What you should do: Your task is to copy every line of the entries that holds the word "footrest".

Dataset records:
■ ■ ■ ■ ■

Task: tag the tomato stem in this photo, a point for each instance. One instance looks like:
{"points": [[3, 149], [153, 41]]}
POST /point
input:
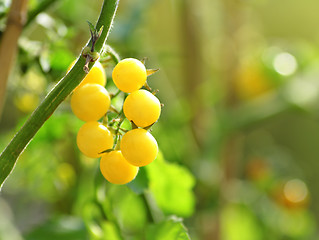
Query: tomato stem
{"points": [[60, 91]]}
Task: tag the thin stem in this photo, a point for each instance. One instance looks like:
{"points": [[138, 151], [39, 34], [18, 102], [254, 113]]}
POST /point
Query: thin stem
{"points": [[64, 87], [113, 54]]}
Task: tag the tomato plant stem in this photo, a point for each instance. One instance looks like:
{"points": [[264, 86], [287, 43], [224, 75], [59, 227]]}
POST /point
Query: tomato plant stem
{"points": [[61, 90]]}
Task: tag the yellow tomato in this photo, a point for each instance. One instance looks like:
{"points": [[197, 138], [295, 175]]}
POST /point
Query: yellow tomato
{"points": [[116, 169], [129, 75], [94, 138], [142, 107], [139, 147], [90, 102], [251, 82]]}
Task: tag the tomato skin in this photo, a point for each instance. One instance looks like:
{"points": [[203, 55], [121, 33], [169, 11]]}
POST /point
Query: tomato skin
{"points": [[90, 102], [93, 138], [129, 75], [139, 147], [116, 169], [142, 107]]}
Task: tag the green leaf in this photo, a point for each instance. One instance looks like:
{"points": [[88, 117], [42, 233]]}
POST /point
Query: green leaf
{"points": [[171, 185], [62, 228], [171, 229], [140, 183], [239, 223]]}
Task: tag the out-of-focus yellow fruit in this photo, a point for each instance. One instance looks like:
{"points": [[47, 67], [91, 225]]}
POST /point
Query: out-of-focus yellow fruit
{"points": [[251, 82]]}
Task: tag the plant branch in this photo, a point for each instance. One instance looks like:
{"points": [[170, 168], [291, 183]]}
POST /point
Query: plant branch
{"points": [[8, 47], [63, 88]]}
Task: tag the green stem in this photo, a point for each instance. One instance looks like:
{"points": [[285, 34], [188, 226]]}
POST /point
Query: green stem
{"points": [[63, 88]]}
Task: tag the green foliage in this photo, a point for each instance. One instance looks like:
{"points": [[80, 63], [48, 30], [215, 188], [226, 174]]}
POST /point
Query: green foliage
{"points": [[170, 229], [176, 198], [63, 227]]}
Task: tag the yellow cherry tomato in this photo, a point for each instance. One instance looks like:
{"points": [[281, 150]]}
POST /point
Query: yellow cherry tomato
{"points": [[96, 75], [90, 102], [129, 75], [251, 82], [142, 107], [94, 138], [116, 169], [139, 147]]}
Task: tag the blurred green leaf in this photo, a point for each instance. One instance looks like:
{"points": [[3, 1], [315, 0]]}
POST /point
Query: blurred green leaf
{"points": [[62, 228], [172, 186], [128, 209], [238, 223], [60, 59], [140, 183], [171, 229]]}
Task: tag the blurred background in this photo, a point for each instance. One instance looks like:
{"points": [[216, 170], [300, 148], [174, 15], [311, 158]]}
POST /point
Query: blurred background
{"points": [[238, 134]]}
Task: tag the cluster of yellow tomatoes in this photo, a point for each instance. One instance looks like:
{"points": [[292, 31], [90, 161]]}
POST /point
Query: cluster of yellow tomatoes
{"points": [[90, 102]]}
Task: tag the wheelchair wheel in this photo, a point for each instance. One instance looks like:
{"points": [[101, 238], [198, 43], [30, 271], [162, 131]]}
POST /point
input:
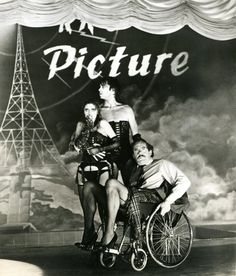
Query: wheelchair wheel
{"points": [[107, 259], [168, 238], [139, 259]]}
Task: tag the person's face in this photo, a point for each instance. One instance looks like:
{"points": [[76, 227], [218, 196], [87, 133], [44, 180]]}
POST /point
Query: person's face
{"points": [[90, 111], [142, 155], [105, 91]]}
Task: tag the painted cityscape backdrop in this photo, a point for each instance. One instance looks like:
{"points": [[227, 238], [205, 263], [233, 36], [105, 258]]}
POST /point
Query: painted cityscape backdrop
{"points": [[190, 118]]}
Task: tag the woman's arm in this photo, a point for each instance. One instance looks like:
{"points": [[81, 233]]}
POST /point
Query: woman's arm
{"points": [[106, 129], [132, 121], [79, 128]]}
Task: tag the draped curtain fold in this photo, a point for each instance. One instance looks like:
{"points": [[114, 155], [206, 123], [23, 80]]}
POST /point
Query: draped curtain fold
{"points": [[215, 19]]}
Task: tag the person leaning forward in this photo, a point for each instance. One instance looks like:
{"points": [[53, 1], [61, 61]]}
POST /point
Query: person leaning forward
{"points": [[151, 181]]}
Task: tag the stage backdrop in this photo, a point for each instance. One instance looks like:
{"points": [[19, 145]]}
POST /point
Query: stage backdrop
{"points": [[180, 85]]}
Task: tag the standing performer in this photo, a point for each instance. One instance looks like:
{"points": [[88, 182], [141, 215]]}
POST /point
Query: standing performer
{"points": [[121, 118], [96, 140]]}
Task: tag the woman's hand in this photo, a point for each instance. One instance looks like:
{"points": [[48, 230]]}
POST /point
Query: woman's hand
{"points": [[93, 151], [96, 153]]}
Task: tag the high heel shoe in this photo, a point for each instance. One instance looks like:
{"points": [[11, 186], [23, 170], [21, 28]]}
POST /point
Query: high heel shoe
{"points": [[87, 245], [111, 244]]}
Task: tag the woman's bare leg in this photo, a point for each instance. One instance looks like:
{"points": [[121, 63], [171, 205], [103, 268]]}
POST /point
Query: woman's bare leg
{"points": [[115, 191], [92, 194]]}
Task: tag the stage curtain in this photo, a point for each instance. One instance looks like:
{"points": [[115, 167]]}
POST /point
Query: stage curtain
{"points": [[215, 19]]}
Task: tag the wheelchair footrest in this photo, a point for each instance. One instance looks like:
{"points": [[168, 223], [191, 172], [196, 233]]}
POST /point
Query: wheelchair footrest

■ ■ ■ ■ ■

Response to this exercise:
Task: tag the wheelchair footrest in this photo, a point for each instance. One instance looks like:
Query: wheelchair footrest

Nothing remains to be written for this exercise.